--- Input ---
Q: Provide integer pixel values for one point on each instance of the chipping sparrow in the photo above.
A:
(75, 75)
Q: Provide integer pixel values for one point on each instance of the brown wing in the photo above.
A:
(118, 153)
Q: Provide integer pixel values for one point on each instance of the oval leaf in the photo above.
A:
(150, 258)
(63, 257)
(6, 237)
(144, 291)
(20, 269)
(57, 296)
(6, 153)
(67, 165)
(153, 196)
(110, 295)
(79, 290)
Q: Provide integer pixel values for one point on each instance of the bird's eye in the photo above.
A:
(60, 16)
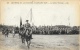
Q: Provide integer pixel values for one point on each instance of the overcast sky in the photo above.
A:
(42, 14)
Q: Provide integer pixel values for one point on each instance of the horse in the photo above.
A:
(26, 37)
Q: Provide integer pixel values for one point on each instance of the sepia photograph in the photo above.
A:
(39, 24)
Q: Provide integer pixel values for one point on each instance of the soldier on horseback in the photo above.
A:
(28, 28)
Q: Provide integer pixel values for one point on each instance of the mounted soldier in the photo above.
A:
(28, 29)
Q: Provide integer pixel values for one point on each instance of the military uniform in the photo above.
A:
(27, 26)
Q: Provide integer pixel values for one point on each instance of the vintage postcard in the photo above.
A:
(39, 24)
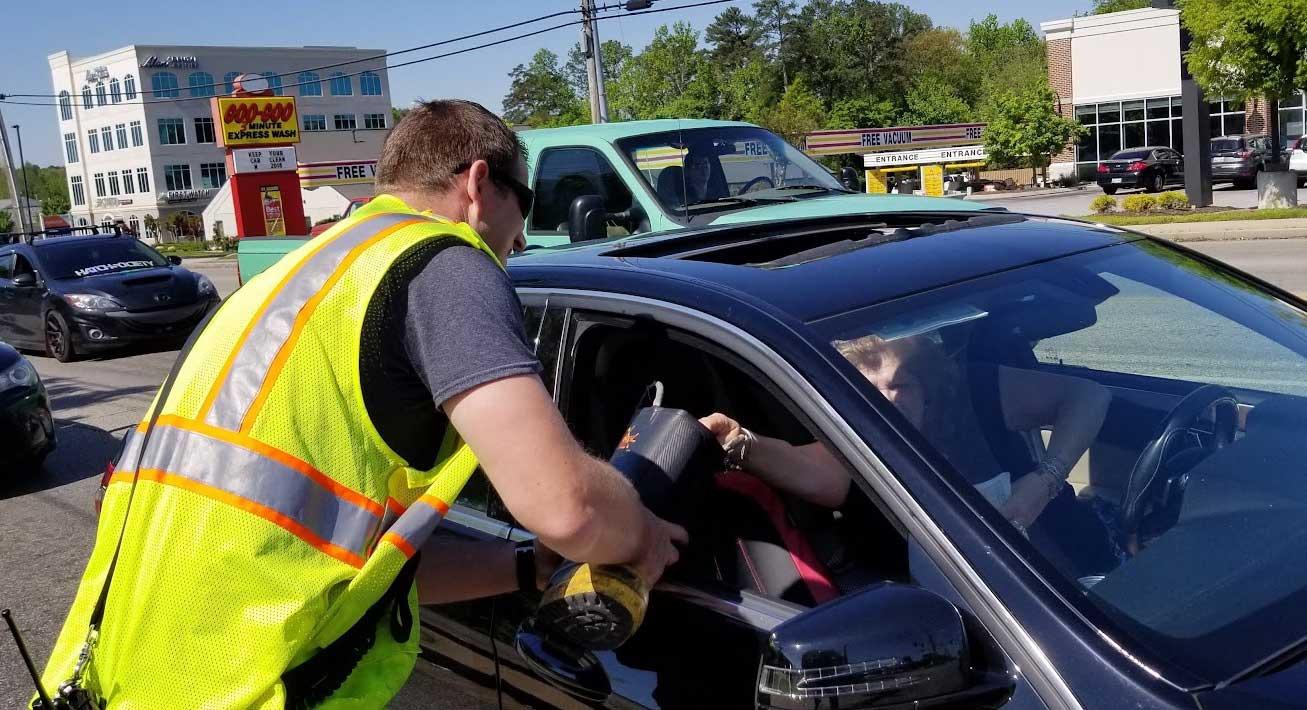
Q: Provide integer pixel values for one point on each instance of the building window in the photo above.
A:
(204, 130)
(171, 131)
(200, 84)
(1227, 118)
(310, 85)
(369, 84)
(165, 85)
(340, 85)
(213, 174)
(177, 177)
---
--- Input ---
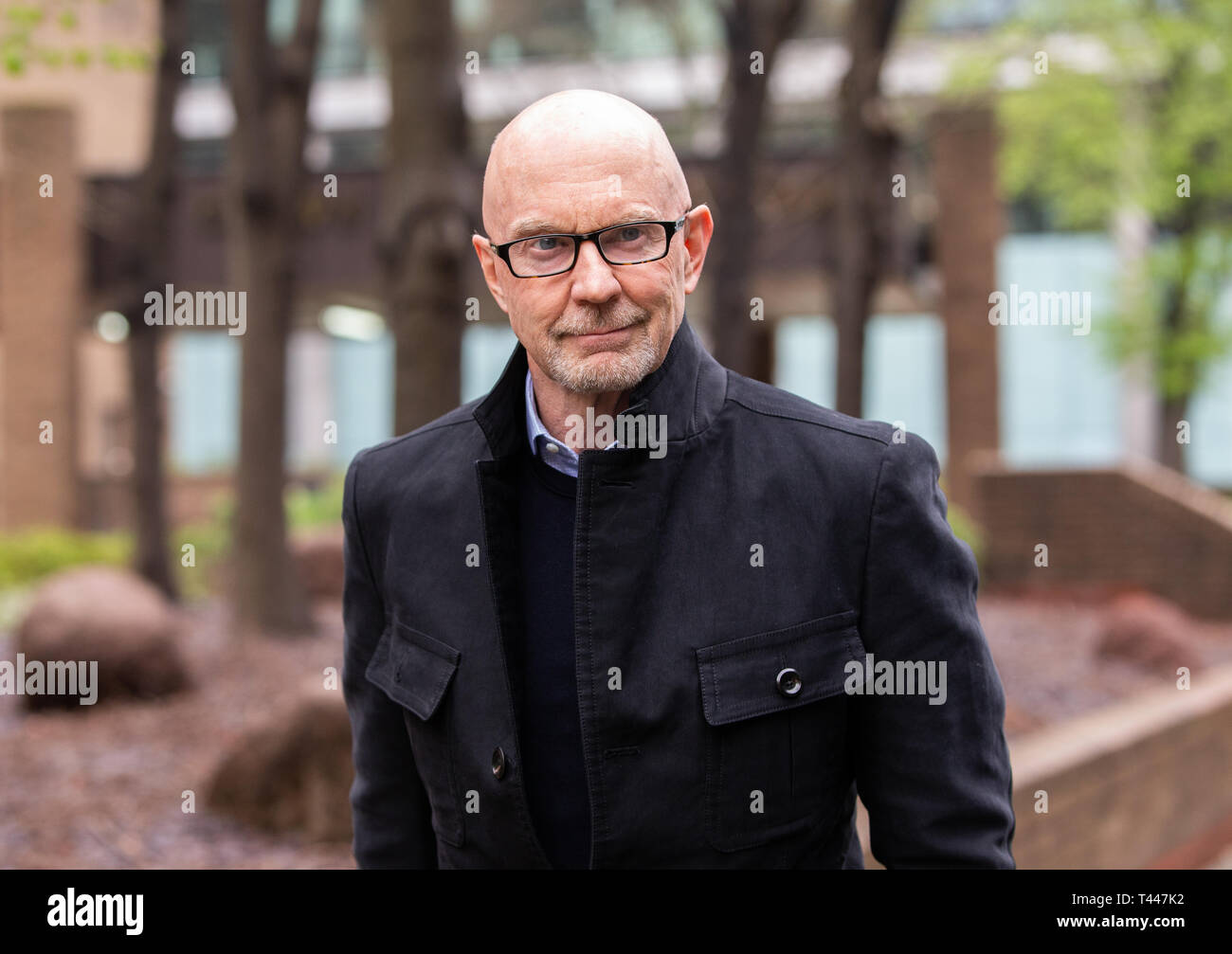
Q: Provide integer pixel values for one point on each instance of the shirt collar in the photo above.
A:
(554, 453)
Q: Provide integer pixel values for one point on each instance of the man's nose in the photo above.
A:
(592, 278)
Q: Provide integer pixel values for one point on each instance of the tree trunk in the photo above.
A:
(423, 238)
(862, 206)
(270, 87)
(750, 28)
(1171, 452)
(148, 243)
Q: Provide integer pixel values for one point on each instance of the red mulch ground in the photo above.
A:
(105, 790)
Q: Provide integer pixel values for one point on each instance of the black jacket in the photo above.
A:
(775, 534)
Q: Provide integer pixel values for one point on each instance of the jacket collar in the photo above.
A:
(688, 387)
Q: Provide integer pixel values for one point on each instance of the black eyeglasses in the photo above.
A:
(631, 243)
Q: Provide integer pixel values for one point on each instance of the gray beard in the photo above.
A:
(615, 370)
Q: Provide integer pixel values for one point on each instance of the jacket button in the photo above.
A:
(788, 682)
---
## Aim of the task:
Please tally the lines in the entries above that contain the string "jacket", and give only the number.

## The completed task:
3